• **Selected extract**:
☆ ☆ ☆ ☆ ☆ ☆ ☆
Queens’ struggling hospitals and small businesses will be the proving ground for the sweeping health reform legislation passed by Congress Sunday and signed into law by President Barack Obama Tuesday

The borough’s congressional representatives all voted in favor of the health care reform, which passed the U.S. House of Representatives by a 219-212 vote Sunday night. The only member of the New York City caucus to vote against the bill was U.S. Rep. Michael McMahon (D-S.I.).

In the short term, the law will eliminate the practice of denying someone coverage based on a pre-existing medical condition and end lifetime limits on health coverage as well as “recissions,” or dropping someone from a plan.

Small businesses with fewer than 50 employees will not be required to provide health coverage, but tax incentives will cover 35 percent of the cost, going up to as much as 50 percent in 2014.

In the longer term, the law will mandate that those without health insurance purchase a plan using an “exchange” that lists plans in a side-by-side comparison and penalize those who do not purchase insurance.

“It’s been easy at times to doubt our ability to do such a big thing, such a complicated thing,” Obama said before signing the bill. “You wonder if there are limits to what we as a people can still achieve. … [But] we are a nation that does what is tough, what is necessary, what is right.”

U.S. Rep. Anthony Weiner (D-Forest Hills), an outspoken proponent of health care reform, said the process of passing the law was long and arduous.

“My colleagues likened it to being pregnant for 17 months,” he said during a conference call with reporters Monday.

Weiner said the law would enable 8,000 people in his district who have pre-existing conditions to get insurance, allow 45,000 young people under 26 to continue on their parents’ health insurance and provide additional funding to help four community health centers stay open to accommodate the anticipated increase in people seeking preventative care.

“This is not the legislation I might have written,” he said, indicating he favored a public health insurance option. “But I do think it achieves many of the goals.”

U.S. Rep. Gregory Meeks (D-Jamaica) said the law would allow 54,000 uninsured people in his district to get coverage, guarantee coverage for 12,300 residents with pre-existing conditions and prevent 600 families from declaring medical bankruptcy.

U.S. Rep. Gary Ackerman (D-Bayside), whose office was picketed recently by people angry over the health care bill, said the majority of calls he received about the bill were positive. He expected members of the public most upset about the bill to calm down when the initial changes take effect.
☆ ☆ ☆ ☆ ☆ ☆ ☆
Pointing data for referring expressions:
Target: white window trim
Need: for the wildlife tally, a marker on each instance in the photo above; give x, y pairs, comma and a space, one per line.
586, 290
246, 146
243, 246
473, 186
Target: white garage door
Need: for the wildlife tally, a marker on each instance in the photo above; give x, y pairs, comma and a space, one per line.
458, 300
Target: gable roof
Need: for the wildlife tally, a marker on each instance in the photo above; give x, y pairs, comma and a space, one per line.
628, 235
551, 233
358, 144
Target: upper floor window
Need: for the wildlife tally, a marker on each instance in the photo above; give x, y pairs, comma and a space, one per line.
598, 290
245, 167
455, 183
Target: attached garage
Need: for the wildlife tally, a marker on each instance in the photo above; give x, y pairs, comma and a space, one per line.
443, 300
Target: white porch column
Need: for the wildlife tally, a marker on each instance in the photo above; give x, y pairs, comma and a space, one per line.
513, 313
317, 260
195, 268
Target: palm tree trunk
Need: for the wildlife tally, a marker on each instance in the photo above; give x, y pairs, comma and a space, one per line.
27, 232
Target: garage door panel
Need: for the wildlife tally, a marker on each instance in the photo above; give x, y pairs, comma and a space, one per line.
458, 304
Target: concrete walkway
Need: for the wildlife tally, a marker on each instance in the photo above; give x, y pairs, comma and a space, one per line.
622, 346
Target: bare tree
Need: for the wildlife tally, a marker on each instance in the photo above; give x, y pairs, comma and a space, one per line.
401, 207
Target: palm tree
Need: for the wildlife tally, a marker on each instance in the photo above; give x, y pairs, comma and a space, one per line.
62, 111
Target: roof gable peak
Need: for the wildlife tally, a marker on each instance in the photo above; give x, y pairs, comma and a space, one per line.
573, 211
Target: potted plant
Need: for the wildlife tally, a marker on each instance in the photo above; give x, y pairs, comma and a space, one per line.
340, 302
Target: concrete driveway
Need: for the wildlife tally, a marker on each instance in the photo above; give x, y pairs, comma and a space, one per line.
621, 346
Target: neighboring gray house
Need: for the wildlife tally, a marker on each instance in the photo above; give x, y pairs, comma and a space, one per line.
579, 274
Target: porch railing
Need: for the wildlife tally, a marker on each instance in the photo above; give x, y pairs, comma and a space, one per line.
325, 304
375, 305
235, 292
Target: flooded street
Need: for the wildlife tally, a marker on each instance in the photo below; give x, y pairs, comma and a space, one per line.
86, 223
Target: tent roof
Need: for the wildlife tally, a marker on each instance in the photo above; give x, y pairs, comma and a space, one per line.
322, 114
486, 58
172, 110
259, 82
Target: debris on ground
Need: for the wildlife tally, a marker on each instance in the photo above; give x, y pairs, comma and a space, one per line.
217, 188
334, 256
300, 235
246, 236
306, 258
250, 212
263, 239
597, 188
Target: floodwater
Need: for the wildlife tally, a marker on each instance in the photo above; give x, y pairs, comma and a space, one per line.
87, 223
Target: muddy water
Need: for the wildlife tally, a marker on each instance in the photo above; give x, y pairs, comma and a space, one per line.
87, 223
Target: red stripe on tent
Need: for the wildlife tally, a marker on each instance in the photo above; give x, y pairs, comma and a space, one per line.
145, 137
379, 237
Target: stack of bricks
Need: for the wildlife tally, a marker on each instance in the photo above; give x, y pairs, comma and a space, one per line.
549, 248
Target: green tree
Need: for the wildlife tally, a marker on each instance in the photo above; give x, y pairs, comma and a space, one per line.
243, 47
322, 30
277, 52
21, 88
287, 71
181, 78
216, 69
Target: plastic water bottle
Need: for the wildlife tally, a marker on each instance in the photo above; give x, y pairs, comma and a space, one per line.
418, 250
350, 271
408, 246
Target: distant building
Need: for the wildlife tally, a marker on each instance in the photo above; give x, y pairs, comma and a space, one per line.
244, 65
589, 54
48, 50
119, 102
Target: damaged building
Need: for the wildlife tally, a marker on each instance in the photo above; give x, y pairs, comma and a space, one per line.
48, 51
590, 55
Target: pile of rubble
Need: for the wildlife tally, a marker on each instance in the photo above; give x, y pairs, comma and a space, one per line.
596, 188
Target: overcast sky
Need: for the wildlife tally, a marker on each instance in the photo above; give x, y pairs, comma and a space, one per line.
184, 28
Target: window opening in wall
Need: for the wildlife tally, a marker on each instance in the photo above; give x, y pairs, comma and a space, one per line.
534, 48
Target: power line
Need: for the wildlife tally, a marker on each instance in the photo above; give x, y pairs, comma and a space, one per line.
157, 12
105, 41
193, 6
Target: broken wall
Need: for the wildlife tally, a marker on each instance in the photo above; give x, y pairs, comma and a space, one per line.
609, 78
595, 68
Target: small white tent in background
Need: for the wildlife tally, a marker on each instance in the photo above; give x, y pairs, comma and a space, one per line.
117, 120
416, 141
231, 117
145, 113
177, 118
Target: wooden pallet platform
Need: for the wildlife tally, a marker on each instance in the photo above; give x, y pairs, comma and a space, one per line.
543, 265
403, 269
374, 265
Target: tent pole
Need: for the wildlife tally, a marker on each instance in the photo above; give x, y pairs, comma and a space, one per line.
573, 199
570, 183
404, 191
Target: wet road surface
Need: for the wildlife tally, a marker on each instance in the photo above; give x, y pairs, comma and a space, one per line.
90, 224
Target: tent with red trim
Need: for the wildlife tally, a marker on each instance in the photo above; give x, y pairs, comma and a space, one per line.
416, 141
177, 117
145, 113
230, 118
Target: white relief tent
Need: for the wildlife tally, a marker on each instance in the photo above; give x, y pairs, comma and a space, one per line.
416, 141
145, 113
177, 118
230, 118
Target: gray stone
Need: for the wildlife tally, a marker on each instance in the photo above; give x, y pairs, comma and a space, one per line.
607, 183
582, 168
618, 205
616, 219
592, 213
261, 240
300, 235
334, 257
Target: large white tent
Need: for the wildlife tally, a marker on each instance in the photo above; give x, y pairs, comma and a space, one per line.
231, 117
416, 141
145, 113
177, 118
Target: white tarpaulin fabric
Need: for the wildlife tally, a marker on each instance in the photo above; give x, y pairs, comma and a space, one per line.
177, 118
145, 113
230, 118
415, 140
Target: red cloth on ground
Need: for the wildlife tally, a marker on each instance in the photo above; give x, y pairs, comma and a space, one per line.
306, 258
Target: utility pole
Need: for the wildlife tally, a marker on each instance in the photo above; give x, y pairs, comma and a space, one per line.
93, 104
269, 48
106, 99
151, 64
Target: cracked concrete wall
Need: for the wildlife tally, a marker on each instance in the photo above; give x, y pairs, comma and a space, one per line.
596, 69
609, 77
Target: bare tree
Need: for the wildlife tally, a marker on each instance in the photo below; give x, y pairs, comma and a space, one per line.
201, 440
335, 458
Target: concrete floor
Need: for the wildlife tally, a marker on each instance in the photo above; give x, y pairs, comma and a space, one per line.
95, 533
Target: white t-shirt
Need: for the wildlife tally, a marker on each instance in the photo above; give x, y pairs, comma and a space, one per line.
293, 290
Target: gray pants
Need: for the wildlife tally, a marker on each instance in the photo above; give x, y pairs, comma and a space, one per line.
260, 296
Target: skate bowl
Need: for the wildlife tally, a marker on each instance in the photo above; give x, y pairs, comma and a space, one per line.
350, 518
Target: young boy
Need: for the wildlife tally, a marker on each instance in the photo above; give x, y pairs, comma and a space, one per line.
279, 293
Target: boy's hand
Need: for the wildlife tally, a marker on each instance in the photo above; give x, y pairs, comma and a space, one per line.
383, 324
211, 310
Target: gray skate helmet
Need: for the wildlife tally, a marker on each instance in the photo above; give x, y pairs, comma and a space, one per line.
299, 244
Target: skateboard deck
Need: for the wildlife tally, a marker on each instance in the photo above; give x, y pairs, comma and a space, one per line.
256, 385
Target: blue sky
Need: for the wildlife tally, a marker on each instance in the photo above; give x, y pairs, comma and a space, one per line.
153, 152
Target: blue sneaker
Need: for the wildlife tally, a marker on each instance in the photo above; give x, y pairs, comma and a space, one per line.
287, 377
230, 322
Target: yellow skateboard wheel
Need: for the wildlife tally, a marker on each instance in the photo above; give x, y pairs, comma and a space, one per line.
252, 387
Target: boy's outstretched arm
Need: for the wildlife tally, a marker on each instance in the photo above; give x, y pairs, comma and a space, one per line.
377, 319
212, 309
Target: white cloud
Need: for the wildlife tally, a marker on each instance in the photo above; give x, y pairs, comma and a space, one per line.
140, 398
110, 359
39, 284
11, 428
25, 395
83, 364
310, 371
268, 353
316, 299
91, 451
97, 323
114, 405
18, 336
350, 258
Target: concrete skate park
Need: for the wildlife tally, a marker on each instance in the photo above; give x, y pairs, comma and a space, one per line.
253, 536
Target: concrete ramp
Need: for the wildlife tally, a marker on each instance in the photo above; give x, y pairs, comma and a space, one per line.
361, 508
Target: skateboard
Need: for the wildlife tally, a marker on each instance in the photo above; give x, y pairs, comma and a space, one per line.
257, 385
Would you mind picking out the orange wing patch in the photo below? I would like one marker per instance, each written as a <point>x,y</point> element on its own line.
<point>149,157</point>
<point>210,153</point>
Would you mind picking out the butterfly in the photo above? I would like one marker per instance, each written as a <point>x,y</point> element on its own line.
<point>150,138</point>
☆ ☆ ☆ ☆ ☆ ☆ ☆
• **Set of tasks**:
A. Answer these questions from the health reform article:
(i) By what vote did the bill pass the U.S. House of Representatives?
(ii) Which member of the New York City caucus voted against the bill?
(iii) According to Gregory Meeks, how many uninsured people in his district would the law allow to get coverage?
B. Transcribe the part of the health reform article that starts at "Small businesses with" and ends at "long and arduous.".
Rely only on the news article about health reform in Queens.

• **Task-by-task solutions**:
A.
(i) 219-212
(ii) U.S. Rep. Michael McMahon (D-S.I.)
(iii) 54,000

B.
Small businesses with fewer than 50 employees will not be required to provide health coverage, but tax incentives will cover 35 percent of the cost, going up to as much as 50 percent in 2014.

In the longer term, the law will mandate that those without health insurance purchase a plan using an “exchange” that lists plans in a side-by-side comparison and penalize those who do not purchase insurance.

“It’s been easy at times to doubt our ability to do such a big thing, such a complicated thing,” Obama said before signing the bill. “You wonder if there are limits to what we as a people can still achieve. … [But] we are a nation that does what is tough, what is necessary, what is right.”

U.S. Rep. Anthony Weiner (D-Forest Hills), an outspoken proponent of health care reform, said the process of passing the law was long and arduous.